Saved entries
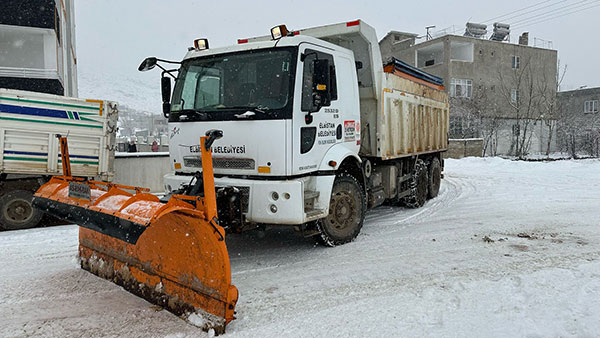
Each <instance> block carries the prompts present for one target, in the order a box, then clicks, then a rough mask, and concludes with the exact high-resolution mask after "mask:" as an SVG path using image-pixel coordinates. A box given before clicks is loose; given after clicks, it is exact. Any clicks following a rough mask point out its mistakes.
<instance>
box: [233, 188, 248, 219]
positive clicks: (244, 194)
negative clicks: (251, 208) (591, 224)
mask: <svg viewBox="0 0 600 338" xmlns="http://www.w3.org/2000/svg"><path fill="white" fill-rule="evenodd" d="M236 188H237V189H238V190H239V191H240V202H241V205H242V212H244V213H246V212H248V201H249V200H250V187H236Z"/></svg>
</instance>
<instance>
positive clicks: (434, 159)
mask: <svg viewBox="0 0 600 338" xmlns="http://www.w3.org/2000/svg"><path fill="white" fill-rule="evenodd" d="M441 183H442V167H441V166H440V160H439V159H438V158H437V157H434V158H433V160H431V163H430V164H429V187H428V188H429V194H428V197H429V198H434V197H436V196H437V195H438V193H439V192H440V184H441Z"/></svg>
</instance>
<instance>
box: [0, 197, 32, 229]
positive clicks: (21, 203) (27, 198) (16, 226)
mask: <svg viewBox="0 0 600 338" xmlns="http://www.w3.org/2000/svg"><path fill="white" fill-rule="evenodd" d="M32 199H33V193H32V192H30V191H26V190H13V191H9V192H7V193H5V194H4V195H2V196H0V228H3V229H5V230H18V229H27V228H32V227H34V226H36V225H37V224H38V223H39V222H40V220H41V219H42V216H43V213H42V212H41V211H39V210H38V209H36V208H34V207H33V206H32V205H31V200H32Z"/></svg>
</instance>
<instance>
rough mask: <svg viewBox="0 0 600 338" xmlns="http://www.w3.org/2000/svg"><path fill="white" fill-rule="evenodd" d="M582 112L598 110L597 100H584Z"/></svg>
mask: <svg viewBox="0 0 600 338" xmlns="http://www.w3.org/2000/svg"><path fill="white" fill-rule="evenodd" d="M583 112H584V113H597V112H598V100H591V101H585V105H584V107H583Z"/></svg>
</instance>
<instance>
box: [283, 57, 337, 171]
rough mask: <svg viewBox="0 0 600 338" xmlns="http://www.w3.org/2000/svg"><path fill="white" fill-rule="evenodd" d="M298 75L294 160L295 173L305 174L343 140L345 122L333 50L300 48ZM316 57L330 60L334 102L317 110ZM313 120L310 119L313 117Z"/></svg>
mask: <svg viewBox="0 0 600 338" xmlns="http://www.w3.org/2000/svg"><path fill="white" fill-rule="evenodd" d="M299 57H300V61H299V63H298V65H299V67H298V69H299V74H298V75H299V77H300V79H297V82H296V83H297V84H299V85H298V86H297V87H298V88H300V89H301V93H299V92H298V91H296V95H297V96H296V99H295V100H294V101H295V103H294V116H293V122H292V123H293V127H292V135H293V136H292V137H293V140H292V145H293V150H292V153H293V157H292V158H293V160H292V174H302V173H307V172H312V171H316V170H318V166H319V164H320V162H321V160H322V158H323V156H324V154H325V153H326V152H327V150H328V149H329V148H331V147H332V146H334V145H335V144H336V143H340V142H343V128H344V126H343V121H342V119H341V118H340V109H341V104H340V100H339V99H338V92H337V76H336V64H335V59H334V56H333V53H332V51H331V50H329V49H327V48H320V47H318V46H309V47H304V48H302V47H301V52H300V56H299ZM315 60H328V63H329V69H330V72H329V73H330V81H329V83H327V84H326V85H327V86H328V87H329V88H328V90H329V93H330V97H331V101H330V102H329V103H328V104H326V105H323V106H322V107H321V108H320V109H318V110H317V111H313V112H311V110H315V106H314V100H313V93H314V90H313V88H314V85H315V84H314V83H313V71H314V64H315V63H314V61H315ZM309 115H310V116H311V117H312V121H310V119H311V118H310V117H308V116H309Z"/></svg>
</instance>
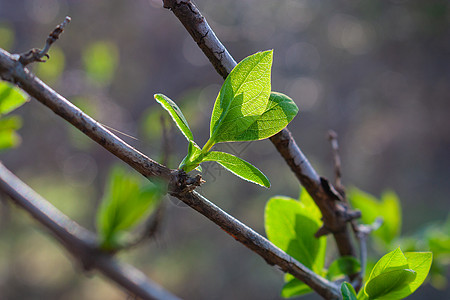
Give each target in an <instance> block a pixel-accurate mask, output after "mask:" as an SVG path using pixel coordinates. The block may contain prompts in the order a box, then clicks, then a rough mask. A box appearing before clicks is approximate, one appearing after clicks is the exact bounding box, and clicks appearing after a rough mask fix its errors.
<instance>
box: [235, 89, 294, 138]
mask: <svg viewBox="0 0 450 300" xmlns="http://www.w3.org/2000/svg"><path fill="white" fill-rule="evenodd" d="M297 113H298V107H297V105H296V104H295V102H294V101H293V100H292V99H291V98H289V97H288V96H286V95H284V94H281V93H276V92H272V93H271V94H270V97H269V102H268V103H267V107H266V110H265V111H264V113H263V114H262V115H261V116H260V117H259V118H257V119H256V120H255V121H254V122H253V123H252V124H251V125H250V126H249V127H248V128H247V129H246V130H245V131H243V132H242V133H241V134H240V135H239V136H237V137H236V138H235V139H234V140H235V141H254V140H262V139H265V138H269V137H271V136H273V135H274V134H276V133H278V132H280V131H281V130H282V129H283V128H284V127H286V126H287V125H288V124H289V122H291V121H292V119H293V118H294V117H295V115H297Z"/></svg>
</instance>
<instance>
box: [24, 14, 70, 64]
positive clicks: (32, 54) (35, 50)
mask: <svg viewBox="0 0 450 300" xmlns="http://www.w3.org/2000/svg"><path fill="white" fill-rule="evenodd" d="M70 20H71V18H70V17H69V16H67V17H66V18H65V19H64V21H63V22H62V23H61V24H59V25H58V26H56V28H55V29H53V31H52V32H50V34H49V35H48V38H47V41H46V42H45V46H44V48H43V49H42V50H39V49H37V48H34V49H31V50H30V51H28V52H25V53H22V54H20V57H19V62H20V63H21V64H22V65H24V66H26V65H28V64H30V63H32V62H36V61H37V62H45V61H46V60H43V59H42V58H43V57H47V58H49V57H50V56H49V55H48V51H49V50H50V47H51V46H52V44H53V43H54V42H55V41H56V40H57V39H59V36H60V35H61V33H63V31H64V27H66V25H67V24H69V22H70Z"/></svg>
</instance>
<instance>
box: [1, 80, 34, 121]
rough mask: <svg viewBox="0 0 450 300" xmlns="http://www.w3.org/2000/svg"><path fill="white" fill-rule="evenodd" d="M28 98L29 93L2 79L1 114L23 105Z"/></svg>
mask: <svg viewBox="0 0 450 300" xmlns="http://www.w3.org/2000/svg"><path fill="white" fill-rule="evenodd" d="M27 100H28V96H27V94H25V92H23V91H22V90H21V89H19V88H17V87H15V86H13V85H12V84H10V83H8V82H6V81H1V80H0V116H1V115H5V114H7V113H9V112H11V111H13V110H15V109H16V108H18V107H20V106H22V105H23V104H24V103H25V102H27Z"/></svg>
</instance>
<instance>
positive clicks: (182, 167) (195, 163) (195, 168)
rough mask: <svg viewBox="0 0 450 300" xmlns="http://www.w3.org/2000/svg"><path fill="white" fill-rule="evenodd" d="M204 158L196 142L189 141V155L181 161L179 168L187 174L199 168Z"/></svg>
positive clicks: (198, 146)
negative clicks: (202, 157) (196, 168)
mask: <svg viewBox="0 0 450 300" xmlns="http://www.w3.org/2000/svg"><path fill="white" fill-rule="evenodd" d="M202 157H203V154H202V149H200V147H199V146H197V144H196V143H195V142H194V141H189V147H188V154H187V155H186V157H185V158H184V159H183V161H181V163H180V165H179V166H178V168H180V169H182V170H184V171H185V172H186V173H188V172H190V171H192V170H194V169H196V168H199V167H200V166H199V164H200V162H201V160H202Z"/></svg>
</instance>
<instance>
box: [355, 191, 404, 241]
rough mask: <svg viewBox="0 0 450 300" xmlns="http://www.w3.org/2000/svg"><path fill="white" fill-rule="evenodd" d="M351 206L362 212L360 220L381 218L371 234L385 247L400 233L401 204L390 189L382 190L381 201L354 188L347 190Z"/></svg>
mask: <svg viewBox="0 0 450 300" xmlns="http://www.w3.org/2000/svg"><path fill="white" fill-rule="evenodd" d="M348 198H349V200H350V202H351V204H352V206H353V207H355V208H358V209H359V210H361V212H362V218H361V219H362V222H363V223H365V224H372V223H373V222H374V221H375V219H376V218H377V217H382V218H383V224H382V225H381V227H380V228H379V229H377V230H376V231H374V232H373V236H374V237H376V238H378V239H379V240H380V241H382V242H383V243H384V246H385V248H391V247H390V244H391V243H392V241H393V240H394V239H395V238H397V237H398V236H399V234H400V228H401V205H400V201H399V200H398V197H397V195H396V194H395V193H394V192H392V191H387V192H384V193H383V195H382V197H381V201H378V199H376V198H375V197H373V196H372V195H369V194H367V193H365V192H363V191H360V190H358V189H356V188H352V189H351V190H349V192H348Z"/></svg>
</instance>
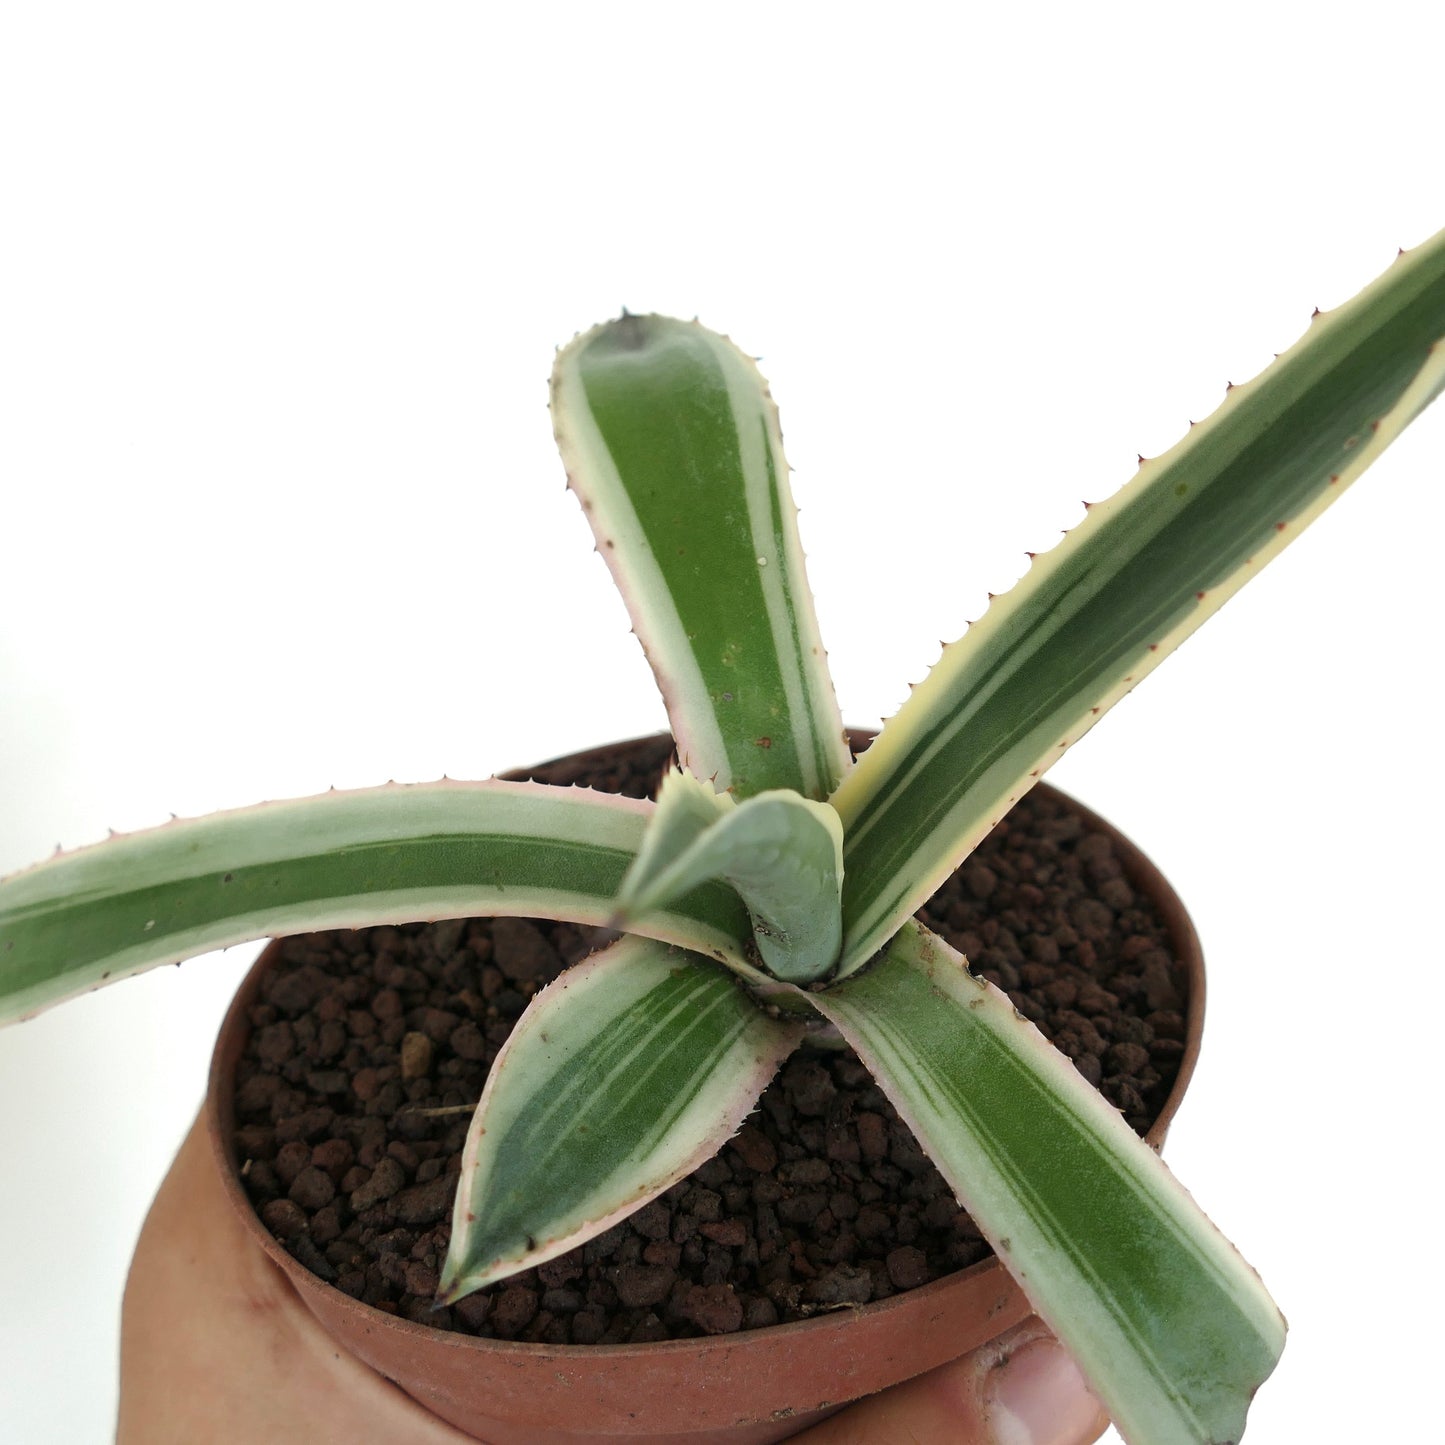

# INSTRUCTIONS TO FOLLOW:
Restate the data word for word from its first line through the line with "positive clicks: (244, 194)", leaving out any picture along the way.

# TASK SOLUTION:
Each <instance> block carries the prompts present for one target, in the order a box, then clicks, then a rough mask, and concludes with the exact high-resolution mask after "mask:" as an SVG path using image-pixel coordinates. A box given before clicks is loose; given after clicks, it is exact. Any clicks following a rough mask point out its mistakes.
<instance>
box: [233, 188, 248, 219]
positive clicks: (244, 194)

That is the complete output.